WHAT YOU NEED TO DO
Each line from the one that contains "Note: indicate the thin" down to the last line of the material should be retyped exactly as it stands.

•••••

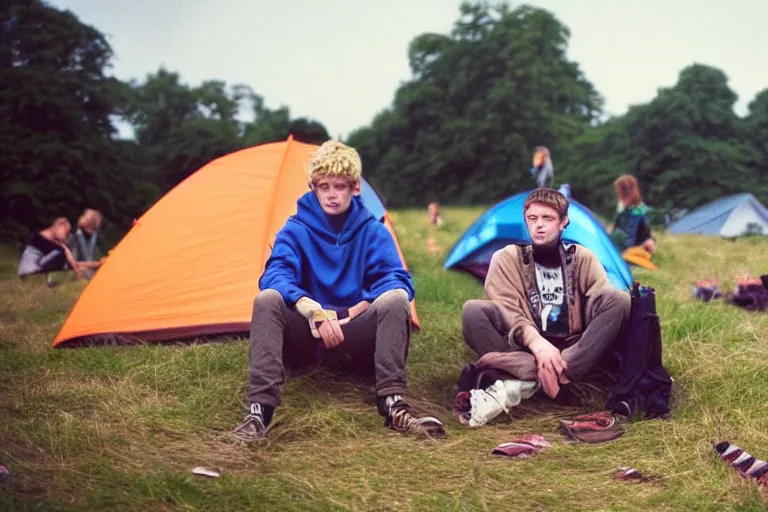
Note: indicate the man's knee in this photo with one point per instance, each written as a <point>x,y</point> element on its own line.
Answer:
<point>393,301</point>
<point>471,311</point>
<point>268,299</point>
<point>617,301</point>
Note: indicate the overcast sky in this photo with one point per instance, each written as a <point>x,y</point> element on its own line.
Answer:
<point>340,61</point>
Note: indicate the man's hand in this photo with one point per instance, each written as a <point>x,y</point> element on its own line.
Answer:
<point>355,311</point>
<point>551,365</point>
<point>330,333</point>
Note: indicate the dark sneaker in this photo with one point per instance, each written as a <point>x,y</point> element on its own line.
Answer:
<point>399,418</point>
<point>254,427</point>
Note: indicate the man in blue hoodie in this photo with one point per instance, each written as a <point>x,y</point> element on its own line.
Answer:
<point>334,284</point>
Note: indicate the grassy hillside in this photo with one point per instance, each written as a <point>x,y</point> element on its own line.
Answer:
<point>121,428</point>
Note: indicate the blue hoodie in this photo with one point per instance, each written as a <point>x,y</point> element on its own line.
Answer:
<point>336,269</point>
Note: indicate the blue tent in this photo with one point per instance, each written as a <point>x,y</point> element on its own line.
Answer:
<point>730,216</point>
<point>371,200</point>
<point>503,225</point>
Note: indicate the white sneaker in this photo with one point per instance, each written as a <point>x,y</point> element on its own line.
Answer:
<point>497,398</point>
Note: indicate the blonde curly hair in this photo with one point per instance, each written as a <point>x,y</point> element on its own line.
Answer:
<point>335,158</point>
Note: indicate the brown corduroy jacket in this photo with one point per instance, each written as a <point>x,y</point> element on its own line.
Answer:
<point>511,284</point>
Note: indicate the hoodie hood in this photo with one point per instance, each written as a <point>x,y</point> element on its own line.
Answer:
<point>311,215</point>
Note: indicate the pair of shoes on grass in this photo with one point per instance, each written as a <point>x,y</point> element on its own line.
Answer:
<point>397,416</point>
<point>747,465</point>
<point>596,427</point>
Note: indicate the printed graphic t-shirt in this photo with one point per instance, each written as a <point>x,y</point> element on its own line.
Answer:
<point>551,285</point>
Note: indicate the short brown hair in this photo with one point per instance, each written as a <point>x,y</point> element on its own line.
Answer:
<point>548,197</point>
<point>628,190</point>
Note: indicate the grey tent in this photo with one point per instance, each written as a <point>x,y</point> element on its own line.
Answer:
<point>729,216</point>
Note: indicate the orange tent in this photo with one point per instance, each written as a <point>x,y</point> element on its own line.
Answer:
<point>190,265</point>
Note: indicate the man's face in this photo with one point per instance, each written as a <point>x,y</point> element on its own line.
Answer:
<point>61,232</point>
<point>544,224</point>
<point>335,193</point>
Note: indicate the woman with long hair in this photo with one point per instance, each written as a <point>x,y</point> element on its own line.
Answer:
<point>631,227</point>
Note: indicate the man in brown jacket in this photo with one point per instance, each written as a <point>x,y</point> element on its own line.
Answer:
<point>550,312</point>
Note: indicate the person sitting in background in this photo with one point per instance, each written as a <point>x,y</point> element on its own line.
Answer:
<point>543,170</point>
<point>631,231</point>
<point>46,251</point>
<point>83,242</point>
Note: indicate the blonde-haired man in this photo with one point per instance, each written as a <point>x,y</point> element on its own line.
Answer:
<point>334,287</point>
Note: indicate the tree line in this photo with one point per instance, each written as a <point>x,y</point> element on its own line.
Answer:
<point>461,130</point>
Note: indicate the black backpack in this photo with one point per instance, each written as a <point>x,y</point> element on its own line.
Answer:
<point>643,384</point>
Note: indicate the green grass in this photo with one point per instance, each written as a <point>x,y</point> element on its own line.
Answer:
<point>121,428</point>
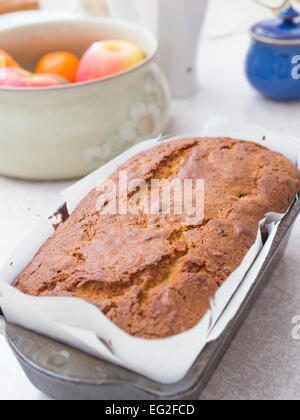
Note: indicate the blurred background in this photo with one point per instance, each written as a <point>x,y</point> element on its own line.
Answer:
<point>263,360</point>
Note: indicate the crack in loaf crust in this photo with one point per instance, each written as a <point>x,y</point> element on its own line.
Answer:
<point>151,275</point>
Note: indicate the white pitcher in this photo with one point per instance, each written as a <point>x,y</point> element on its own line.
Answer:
<point>177,24</point>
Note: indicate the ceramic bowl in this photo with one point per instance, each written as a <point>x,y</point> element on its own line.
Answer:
<point>68,131</point>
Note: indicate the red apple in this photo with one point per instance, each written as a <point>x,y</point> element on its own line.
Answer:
<point>15,77</point>
<point>106,58</point>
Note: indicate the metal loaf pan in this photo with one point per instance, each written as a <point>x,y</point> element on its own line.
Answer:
<point>67,374</point>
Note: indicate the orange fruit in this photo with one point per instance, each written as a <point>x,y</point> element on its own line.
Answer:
<point>62,63</point>
<point>6,60</point>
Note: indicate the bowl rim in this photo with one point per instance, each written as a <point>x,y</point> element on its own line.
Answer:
<point>54,17</point>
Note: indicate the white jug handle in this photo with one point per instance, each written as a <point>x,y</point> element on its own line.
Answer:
<point>123,9</point>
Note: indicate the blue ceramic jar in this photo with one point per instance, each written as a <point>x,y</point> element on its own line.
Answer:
<point>273,62</point>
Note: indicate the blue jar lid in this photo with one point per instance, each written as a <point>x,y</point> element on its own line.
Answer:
<point>283,30</point>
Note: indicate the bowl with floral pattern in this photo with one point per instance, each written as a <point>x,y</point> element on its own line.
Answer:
<point>68,131</point>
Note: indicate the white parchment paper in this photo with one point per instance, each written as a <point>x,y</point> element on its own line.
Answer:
<point>83,326</point>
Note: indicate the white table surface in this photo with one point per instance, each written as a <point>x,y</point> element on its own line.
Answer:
<point>263,361</point>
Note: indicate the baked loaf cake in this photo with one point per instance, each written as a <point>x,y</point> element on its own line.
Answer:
<point>152,275</point>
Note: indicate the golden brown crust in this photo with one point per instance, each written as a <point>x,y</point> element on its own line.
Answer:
<point>151,275</point>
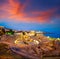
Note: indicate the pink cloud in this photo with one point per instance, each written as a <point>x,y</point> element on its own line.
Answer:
<point>15,10</point>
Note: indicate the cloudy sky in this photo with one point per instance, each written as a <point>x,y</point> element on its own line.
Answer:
<point>41,15</point>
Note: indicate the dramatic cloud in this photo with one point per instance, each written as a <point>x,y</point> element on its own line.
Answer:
<point>15,9</point>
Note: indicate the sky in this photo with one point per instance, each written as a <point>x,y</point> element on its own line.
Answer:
<point>39,15</point>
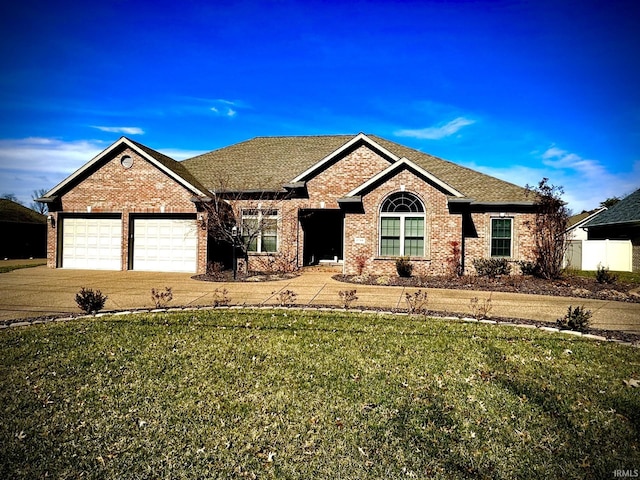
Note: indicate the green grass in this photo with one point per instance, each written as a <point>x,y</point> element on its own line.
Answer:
<point>284,394</point>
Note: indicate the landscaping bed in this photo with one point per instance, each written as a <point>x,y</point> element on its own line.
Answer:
<point>568,286</point>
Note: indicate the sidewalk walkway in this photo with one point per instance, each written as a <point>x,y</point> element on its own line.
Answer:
<point>41,291</point>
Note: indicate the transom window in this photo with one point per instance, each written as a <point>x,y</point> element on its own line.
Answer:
<point>501,237</point>
<point>260,230</point>
<point>402,226</point>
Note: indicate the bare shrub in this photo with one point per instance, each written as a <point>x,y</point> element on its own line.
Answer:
<point>361,262</point>
<point>417,302</point>
<point>347,297</point>
<point>216,270</point>
<point>480,310</point>
<point>275,264</point>
<point>160,298</point>
<point>287,297</point>
<point>221,297</point>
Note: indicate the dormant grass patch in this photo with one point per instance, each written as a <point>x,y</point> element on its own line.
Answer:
<point>288,394</point>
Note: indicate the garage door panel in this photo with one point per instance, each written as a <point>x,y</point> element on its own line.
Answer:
<point>165,245</point>
<point>92,243</point>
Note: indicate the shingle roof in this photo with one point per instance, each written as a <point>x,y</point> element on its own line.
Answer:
<point>176,167</point>
<point>262,163</point>
<point>268,163</point>
<point>14,212</point>
<point>576,219</point>
<point>625,211</point>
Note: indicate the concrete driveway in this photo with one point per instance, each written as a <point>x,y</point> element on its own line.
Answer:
<point>41,291</point>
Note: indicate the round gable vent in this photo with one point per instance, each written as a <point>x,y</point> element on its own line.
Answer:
<point>126,161</point>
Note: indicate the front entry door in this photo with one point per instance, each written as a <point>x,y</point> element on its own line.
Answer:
<point>323,235</point>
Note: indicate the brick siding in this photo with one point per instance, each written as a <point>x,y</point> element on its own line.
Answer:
<point>141,189</point>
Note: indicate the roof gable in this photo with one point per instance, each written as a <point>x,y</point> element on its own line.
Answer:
<point>626,211</point>
<point>166,164</point>
<point>355,142</point>
<point>271,163</point>
<point>11,211</point>
<point>394,169</point>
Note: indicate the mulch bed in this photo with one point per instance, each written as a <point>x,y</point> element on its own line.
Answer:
<point>569,286</point>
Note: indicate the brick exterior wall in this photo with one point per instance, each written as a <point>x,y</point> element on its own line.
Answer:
<point>361,232</point>
<point>141,189</point>
<point>144,189</point>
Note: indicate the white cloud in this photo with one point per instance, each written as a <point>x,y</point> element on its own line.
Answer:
<point>125,130</point>
<point>223,108</point>
<point>439,132</point>
<point>586,182</point>
<point>30,164</point>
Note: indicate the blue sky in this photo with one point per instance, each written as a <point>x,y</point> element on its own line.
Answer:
<point>516,89</point>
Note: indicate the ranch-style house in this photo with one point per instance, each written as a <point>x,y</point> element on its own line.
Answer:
<point>360,201</point>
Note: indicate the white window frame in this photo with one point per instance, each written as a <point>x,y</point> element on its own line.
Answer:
<point>403,216</point>
<point>510,219</point>
<point>261,215</point>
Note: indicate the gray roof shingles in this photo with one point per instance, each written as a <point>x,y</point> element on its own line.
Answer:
<point>626,211</point>
<point>268,163</point>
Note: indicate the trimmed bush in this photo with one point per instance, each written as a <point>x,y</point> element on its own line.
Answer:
<point>529,268</point>
<point>575,319</point>
<point>603,275</point>
<point>90,301</point>
<point>492,267</point>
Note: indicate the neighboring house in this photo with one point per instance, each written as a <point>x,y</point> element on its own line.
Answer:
<point>576,236</point>
<point>619,226</point>
<point>361,200</point>
<point>24,231</point>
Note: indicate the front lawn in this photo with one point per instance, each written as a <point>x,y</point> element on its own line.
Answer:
<point>288,394</point>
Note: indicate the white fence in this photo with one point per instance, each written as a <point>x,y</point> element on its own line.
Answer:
<point>616,255</point>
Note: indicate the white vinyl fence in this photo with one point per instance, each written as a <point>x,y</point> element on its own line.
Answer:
<point>616,255</point>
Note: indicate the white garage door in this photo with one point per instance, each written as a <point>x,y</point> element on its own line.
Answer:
<point>92,243</point>
<point>165,245</point>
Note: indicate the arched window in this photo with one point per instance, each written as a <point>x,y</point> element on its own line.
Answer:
<point>402,226</point>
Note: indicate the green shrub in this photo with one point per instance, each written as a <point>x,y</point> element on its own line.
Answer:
<point>90,301</point>
<point>575,319</point>
<point>492,267</point>
<point>603,275</point>
<point>347,297</point>
<point>287,297</point>
<point>404,267</point>
<point>529,268</point>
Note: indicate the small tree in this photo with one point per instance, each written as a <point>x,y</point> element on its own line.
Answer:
<point>550,228</point>
<point>39,206</point>
<point>237,218</point>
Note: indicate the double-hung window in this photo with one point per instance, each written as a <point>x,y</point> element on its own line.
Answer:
<point>402,226</point>
<point>501,232</point>
<point>260,230</point>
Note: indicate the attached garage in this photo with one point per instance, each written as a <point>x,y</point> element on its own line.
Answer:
<point>92,243</point>
<point>165,245</point>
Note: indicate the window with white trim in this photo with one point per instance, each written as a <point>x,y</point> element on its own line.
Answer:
<point>402,221</point>
<point>260,230</point>
<point>501,235</point>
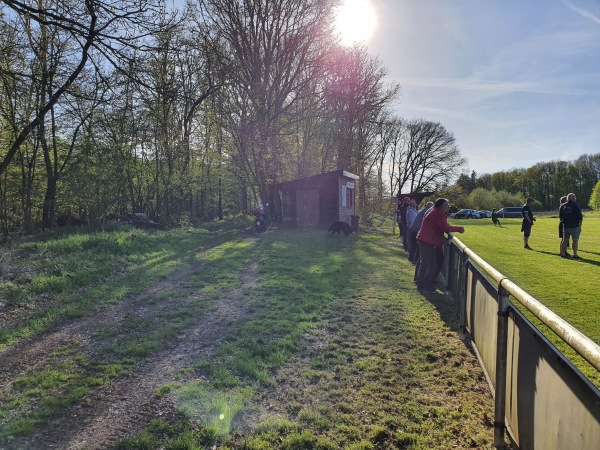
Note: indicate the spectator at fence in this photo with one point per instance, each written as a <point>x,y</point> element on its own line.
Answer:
<point>571,216</point>
<point>528,220</point>
<point>563,200</point>
<point>495,218</point>
<point>415,226</point>
<point>430,239</point>
<point>402,221</point>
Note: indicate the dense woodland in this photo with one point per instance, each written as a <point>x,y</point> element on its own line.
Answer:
<point>189,115</point>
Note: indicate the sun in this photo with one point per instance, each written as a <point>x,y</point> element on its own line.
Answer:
<point>355,21</point>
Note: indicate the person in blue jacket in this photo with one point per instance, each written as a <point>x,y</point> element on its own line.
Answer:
<point>571,217</point>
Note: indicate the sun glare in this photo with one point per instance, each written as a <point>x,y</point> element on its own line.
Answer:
<point>355,21</point>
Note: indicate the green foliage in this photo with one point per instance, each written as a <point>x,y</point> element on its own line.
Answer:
<point>552,282</point>
<point>335,348</point>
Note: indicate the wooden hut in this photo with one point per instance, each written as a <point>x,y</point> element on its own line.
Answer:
<point>418,196</point>
<point>317,201</point>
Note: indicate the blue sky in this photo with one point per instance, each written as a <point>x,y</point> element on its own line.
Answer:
<point>516,81</point>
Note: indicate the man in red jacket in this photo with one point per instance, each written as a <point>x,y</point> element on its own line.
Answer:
<point>431,243</point>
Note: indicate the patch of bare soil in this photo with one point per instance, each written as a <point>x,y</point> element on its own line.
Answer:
<point>128,403</point>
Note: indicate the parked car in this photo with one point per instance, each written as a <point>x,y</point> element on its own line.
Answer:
<point>510,212</point>
<point>467,214</point>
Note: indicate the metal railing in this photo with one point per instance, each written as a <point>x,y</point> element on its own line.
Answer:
<point>541,398</point>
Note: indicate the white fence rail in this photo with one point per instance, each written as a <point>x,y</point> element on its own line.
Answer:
<point>541,398</point>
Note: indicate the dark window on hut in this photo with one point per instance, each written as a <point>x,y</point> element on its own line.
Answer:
<point>347,196</point>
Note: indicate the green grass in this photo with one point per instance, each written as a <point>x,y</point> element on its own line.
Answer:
<point>338,349</point>
<point>567,287</point>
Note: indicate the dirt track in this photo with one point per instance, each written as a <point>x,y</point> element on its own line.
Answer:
<point>129,402</point>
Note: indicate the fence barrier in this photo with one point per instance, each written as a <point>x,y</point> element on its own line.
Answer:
<point>541,399</point>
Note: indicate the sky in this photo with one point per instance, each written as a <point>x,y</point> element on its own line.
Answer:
<point>516,82</point>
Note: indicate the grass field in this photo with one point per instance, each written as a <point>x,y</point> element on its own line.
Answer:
<point>229,339</point>
<point>284,340</point>
<point>567,287</point>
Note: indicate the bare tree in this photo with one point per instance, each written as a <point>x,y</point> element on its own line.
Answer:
<point>427,156</point>
<point>103,30</point>
<point>277,48</point>
<point>356,95</point>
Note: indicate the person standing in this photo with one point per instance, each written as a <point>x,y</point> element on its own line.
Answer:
<point>563,200</point>
<point>430,239</point>
<point>528,220</point>
<point>571,217</point>
<point>415,226</point>
<point>495,218</point>
<point>402,221</point>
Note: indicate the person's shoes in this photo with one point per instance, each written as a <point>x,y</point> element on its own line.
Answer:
<point>428,290</point>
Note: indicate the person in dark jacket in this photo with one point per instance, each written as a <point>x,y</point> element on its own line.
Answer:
<point>528,220</point>
<point>413,246</point>
<point>430,239</point>
<point>571,217</point>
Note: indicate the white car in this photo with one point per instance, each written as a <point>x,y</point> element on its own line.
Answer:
<point>467,214</point>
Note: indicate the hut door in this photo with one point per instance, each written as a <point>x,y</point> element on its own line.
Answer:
<point>307,207</point>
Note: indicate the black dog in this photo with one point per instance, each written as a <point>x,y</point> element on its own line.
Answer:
<point>343,227</point>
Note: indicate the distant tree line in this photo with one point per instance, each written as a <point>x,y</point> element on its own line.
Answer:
<point>115,107</point>
<point>546,182</point>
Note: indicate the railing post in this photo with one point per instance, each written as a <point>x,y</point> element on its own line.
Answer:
<point>501,367</point>
<point>462,305</point>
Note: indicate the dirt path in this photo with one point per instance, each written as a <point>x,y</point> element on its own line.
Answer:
<point>129,402</point>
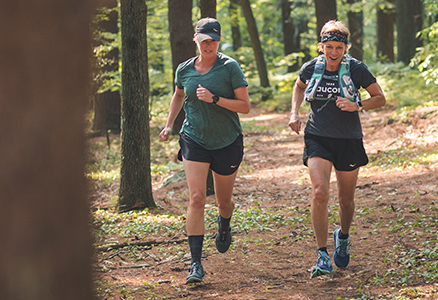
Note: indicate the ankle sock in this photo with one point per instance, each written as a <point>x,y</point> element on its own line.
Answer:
<point>342,236</point>
<point>323,249</point>
<point>195,244</point>
<point>225,223</point>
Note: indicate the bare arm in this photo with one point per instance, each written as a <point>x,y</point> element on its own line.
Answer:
<point>175,106</point>
<point>297,99</point>
<point>376,100</point>
<point>240,104</point>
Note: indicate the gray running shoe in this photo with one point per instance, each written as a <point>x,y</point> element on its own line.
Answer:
<point>196,273</point>
<point>323,266</point>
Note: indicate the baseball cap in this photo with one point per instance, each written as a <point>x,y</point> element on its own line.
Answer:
<point>208,28</point>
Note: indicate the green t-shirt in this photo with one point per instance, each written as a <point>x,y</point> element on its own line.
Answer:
<point>211,126</point>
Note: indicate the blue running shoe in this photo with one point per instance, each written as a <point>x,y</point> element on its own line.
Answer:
<point>323,266</point>
<point>196,273</point>
<point>341,256</point>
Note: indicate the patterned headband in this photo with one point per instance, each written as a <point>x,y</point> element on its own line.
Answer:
<point>336,36</point>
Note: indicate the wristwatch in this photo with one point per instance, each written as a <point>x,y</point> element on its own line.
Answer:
<point>215,99</point>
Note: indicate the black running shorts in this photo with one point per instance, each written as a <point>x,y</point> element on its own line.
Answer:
<point>224,161</point>
<point>345,154</point>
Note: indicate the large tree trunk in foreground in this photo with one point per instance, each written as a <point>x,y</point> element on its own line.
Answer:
<point>135,173</point>
<point>46,244</point>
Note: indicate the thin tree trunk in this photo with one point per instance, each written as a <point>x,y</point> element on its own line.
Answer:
<point>291,34</point>
<point>355,24</point>
<point>385,33</point>
<point>234,22</point>
<point>181,41</point>
<point>46,251</point>
<point>135,174</point>
<point>409,21</point>
<point>255,41</point>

•••••

COMPLETED TASK
Note: indicate the thin tree trunk in this photo with one point per instance, each written as a <point>x,y</point> element on its own line.
Answer:
<point>291,34</point>
<point>355,24</point>
<point>385,33</point>
<point>234,22</point>
<point>181,41</point>
<point>46,251</point>
<point>135,174</point>
<point>409,21</point>
<point>255,41</point>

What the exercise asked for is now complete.